Problem:
Starting at the line that contains "Determine the exact" and ending at the line that contains "box: [517, 0, 758, 341]", the lines below are to be given again exactly, with nothing added.

Records shown:
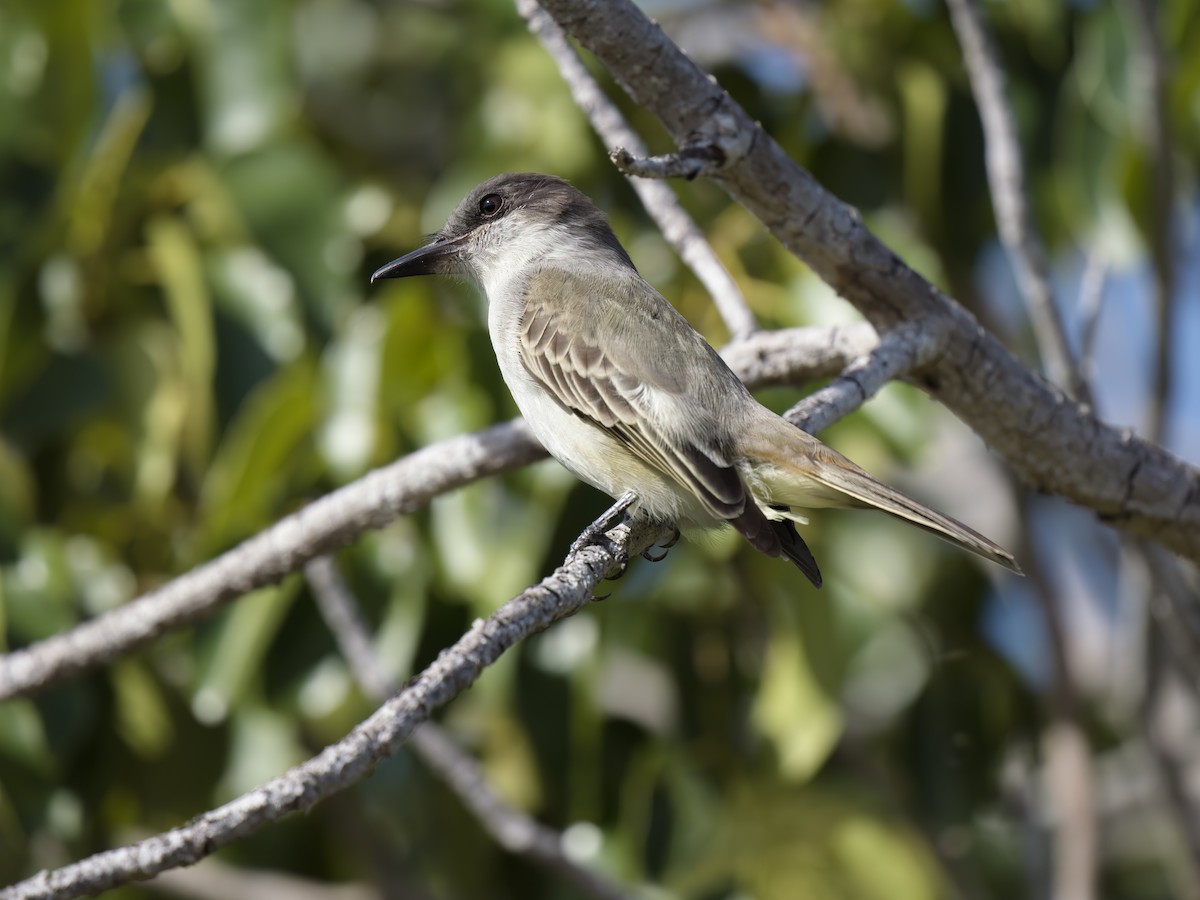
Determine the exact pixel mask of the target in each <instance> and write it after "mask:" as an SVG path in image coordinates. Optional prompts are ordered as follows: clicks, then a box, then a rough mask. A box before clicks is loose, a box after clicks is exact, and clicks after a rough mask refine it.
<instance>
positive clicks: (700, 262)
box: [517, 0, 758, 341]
--
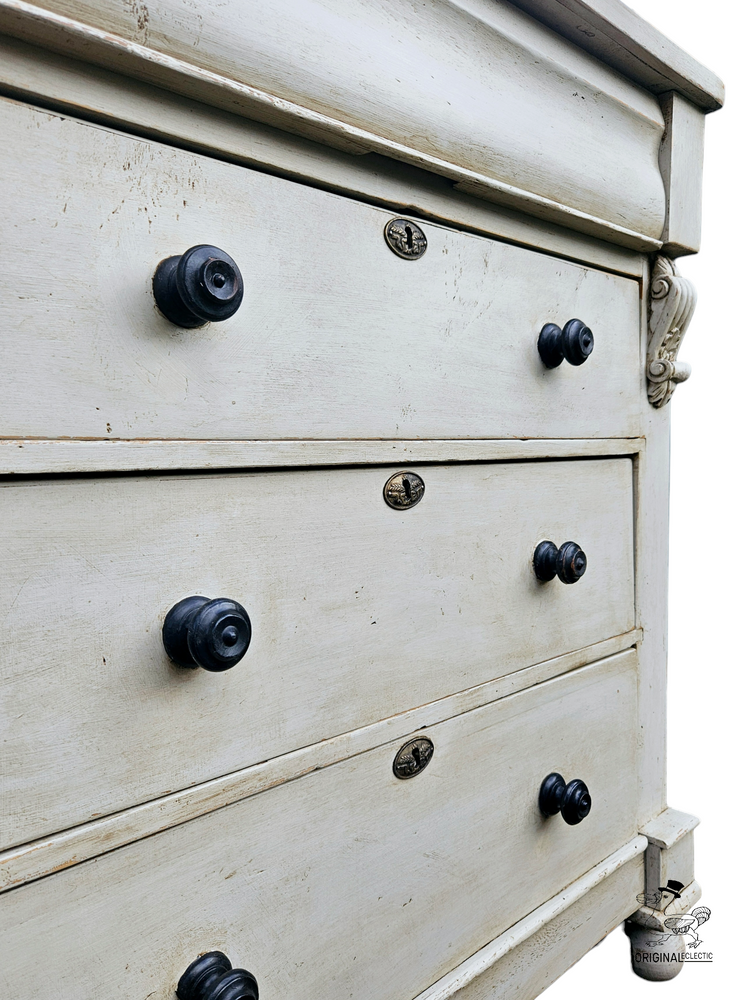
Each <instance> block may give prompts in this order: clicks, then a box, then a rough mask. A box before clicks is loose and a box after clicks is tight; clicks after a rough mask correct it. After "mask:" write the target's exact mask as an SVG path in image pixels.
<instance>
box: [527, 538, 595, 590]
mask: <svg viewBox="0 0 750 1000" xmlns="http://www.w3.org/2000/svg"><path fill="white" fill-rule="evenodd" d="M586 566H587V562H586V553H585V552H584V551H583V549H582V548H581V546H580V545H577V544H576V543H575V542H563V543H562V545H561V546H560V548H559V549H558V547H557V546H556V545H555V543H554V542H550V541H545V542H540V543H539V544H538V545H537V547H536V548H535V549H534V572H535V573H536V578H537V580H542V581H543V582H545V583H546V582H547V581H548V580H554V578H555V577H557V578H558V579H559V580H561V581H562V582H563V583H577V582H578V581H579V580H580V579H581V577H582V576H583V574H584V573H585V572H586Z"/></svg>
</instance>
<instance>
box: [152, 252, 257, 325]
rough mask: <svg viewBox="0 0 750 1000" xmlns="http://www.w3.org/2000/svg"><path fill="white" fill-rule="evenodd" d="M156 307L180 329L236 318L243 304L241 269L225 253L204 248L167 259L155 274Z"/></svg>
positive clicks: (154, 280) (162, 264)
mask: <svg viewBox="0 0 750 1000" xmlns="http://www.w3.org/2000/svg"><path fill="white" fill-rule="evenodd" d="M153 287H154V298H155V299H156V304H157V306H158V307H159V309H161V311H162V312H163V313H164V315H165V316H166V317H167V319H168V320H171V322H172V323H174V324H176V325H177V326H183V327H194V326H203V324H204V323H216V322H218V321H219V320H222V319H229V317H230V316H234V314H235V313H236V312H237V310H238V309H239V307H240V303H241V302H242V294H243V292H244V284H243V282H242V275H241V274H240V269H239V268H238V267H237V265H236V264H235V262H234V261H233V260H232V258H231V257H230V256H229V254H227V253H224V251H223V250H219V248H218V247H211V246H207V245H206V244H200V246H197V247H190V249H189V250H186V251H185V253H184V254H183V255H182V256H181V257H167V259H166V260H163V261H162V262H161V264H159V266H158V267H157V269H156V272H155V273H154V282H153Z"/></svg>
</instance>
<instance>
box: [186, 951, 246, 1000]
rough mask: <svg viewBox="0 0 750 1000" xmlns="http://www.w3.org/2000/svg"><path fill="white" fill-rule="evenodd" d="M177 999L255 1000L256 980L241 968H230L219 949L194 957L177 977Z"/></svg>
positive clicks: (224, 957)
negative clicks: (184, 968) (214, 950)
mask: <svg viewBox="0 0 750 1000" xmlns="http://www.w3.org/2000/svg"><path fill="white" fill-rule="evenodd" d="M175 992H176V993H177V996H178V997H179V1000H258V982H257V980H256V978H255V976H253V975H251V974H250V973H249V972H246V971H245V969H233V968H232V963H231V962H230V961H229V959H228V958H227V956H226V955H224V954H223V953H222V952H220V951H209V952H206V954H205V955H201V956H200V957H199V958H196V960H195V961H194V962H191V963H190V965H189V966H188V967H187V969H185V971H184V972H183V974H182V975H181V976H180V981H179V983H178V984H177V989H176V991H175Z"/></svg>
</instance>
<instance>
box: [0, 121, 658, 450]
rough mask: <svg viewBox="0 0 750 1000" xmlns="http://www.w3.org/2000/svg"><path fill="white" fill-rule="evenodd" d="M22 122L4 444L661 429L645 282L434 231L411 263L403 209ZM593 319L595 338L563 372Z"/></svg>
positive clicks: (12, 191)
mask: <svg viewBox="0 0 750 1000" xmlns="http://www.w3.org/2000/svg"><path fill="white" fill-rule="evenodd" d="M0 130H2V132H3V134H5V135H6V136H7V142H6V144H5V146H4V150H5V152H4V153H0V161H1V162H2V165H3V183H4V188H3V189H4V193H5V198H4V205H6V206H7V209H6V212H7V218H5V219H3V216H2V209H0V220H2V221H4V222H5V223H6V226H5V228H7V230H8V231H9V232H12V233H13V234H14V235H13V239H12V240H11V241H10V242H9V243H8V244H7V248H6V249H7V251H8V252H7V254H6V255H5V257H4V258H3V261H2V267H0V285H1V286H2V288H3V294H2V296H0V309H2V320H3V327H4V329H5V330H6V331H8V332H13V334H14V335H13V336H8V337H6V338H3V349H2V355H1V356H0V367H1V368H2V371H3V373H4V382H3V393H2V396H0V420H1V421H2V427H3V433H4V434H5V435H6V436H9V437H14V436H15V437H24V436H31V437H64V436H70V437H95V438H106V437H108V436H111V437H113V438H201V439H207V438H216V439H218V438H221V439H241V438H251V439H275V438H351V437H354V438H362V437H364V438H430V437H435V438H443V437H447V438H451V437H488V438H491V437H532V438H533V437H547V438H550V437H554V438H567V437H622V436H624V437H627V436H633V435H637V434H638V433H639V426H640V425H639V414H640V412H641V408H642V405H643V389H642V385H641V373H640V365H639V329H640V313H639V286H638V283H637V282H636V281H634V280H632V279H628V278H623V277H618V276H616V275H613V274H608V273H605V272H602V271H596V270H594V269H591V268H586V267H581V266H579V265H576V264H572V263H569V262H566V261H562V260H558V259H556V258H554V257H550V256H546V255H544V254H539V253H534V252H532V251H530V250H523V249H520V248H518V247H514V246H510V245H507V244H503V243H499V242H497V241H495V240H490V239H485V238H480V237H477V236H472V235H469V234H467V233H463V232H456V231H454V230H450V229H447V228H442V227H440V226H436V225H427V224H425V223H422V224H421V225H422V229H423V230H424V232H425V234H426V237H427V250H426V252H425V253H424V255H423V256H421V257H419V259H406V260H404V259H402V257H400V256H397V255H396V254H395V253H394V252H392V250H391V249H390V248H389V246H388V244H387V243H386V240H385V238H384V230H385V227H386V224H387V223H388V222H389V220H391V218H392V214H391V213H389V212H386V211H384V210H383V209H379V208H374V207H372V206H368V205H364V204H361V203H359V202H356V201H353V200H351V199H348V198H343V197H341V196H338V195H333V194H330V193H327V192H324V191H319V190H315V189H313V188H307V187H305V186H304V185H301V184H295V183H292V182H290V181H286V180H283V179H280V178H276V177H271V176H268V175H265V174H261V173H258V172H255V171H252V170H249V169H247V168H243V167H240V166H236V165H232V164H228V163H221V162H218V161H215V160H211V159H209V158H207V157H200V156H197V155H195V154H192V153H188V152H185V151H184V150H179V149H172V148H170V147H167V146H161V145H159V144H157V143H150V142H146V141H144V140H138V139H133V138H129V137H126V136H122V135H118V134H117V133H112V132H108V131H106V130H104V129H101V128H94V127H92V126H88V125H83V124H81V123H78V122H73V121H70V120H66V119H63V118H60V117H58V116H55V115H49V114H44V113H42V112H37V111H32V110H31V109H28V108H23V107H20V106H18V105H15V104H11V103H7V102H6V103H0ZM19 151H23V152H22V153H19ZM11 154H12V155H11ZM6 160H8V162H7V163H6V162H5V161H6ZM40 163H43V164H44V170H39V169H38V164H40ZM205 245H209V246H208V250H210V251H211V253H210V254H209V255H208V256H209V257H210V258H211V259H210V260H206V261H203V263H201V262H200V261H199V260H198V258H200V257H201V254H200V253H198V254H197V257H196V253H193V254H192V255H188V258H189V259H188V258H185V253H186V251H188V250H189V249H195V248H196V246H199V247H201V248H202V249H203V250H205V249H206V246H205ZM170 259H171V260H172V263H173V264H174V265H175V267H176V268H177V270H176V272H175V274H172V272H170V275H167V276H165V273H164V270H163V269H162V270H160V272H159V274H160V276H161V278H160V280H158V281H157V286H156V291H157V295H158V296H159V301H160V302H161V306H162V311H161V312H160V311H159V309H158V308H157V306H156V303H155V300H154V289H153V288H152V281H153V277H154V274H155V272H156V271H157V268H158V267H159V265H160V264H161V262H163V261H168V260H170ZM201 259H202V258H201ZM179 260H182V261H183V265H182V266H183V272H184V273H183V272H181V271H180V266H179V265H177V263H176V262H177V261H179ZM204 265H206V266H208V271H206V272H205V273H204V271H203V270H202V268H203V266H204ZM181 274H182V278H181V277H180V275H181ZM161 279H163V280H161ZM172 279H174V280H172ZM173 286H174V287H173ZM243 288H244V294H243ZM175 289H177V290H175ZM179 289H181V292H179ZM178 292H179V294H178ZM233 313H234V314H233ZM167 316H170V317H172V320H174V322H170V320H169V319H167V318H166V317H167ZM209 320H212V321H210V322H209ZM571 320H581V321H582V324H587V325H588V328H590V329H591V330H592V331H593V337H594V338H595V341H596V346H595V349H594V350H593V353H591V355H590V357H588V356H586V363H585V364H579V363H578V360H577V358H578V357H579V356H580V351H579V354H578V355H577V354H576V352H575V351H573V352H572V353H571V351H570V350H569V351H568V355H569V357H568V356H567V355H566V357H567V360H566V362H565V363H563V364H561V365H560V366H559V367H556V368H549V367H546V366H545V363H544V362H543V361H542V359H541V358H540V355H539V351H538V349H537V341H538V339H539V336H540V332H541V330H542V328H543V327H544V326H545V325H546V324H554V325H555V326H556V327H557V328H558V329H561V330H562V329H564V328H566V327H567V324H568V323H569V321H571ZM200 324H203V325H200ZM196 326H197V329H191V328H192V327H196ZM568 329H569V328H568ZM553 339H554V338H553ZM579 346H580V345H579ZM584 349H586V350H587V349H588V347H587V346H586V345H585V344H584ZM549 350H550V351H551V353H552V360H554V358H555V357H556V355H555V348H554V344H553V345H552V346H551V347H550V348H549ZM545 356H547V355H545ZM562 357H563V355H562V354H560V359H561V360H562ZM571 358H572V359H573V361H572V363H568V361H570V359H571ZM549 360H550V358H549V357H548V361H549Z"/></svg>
--
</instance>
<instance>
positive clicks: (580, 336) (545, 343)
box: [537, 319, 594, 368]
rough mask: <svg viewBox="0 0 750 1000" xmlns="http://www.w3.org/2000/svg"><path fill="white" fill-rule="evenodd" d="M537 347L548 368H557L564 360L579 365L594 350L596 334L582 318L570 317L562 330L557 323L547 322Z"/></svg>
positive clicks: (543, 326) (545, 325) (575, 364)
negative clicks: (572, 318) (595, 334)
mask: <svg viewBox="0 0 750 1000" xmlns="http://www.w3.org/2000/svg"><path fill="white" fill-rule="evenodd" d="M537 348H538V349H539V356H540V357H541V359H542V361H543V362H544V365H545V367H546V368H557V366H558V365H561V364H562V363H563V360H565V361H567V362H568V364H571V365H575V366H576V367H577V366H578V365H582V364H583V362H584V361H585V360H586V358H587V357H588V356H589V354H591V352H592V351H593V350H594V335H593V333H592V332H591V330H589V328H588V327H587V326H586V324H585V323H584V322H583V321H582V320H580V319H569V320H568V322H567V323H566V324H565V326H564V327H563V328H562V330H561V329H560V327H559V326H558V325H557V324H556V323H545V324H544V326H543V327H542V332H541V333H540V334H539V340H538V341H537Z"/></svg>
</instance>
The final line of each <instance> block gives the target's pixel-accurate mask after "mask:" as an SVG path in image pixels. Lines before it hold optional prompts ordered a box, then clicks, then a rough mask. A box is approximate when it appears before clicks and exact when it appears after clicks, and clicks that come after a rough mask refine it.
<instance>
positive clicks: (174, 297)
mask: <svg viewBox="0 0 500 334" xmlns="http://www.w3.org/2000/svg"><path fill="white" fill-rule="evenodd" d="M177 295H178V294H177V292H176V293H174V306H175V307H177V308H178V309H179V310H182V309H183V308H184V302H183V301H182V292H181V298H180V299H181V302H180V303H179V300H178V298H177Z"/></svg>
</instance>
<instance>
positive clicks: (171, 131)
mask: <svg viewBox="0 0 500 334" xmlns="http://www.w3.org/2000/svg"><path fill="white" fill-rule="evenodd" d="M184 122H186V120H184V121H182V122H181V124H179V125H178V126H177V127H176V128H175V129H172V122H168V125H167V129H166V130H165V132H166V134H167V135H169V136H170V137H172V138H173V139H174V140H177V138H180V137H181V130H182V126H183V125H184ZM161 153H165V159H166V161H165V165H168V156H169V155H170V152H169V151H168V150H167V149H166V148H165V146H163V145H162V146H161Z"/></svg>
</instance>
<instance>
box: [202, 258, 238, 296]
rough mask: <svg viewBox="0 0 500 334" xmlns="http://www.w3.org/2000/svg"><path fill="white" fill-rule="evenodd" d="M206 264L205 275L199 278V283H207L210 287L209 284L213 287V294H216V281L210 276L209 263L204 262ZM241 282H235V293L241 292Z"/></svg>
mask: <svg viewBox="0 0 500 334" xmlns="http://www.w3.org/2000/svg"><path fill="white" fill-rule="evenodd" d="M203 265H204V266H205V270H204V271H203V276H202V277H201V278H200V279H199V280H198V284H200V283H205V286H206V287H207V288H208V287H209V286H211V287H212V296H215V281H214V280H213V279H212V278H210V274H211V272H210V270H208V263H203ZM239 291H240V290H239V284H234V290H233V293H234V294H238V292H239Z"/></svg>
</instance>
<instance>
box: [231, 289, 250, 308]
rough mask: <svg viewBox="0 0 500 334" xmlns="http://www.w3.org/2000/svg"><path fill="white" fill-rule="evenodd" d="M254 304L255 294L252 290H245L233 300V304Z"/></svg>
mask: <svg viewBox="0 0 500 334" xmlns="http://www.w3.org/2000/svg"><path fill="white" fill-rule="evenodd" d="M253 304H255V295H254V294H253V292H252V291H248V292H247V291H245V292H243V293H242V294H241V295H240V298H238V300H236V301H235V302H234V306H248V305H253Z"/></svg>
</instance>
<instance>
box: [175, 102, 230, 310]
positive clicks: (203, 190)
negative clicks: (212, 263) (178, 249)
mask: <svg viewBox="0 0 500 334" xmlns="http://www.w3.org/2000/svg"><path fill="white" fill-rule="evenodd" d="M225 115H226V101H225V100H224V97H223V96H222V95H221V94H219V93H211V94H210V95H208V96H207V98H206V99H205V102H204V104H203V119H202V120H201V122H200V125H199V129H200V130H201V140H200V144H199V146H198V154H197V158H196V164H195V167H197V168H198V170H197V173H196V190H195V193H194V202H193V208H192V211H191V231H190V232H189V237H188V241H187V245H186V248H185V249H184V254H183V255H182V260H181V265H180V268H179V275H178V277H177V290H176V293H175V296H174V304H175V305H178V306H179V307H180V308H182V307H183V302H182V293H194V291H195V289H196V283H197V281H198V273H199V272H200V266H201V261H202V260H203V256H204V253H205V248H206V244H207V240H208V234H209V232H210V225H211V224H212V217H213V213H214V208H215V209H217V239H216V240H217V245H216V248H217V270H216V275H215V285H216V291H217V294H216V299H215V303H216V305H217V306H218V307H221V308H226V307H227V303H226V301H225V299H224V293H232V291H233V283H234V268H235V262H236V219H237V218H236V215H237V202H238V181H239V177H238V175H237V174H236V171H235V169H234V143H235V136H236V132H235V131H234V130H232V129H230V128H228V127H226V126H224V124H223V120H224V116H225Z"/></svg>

Solution to the problem:
Determine the exact pixel mask of the target in each <instance> and write it after "mask:" as an SVG path in image coordinates. Optional prompts are ordered as follows: clicks, then a box, then a rough mask. A box before clicks is loose, a box after clicks is exact, and clicks after a rough mask refine it.
<instance>
positive clicks: (700, 262)
box: [517, 0, 758, 341]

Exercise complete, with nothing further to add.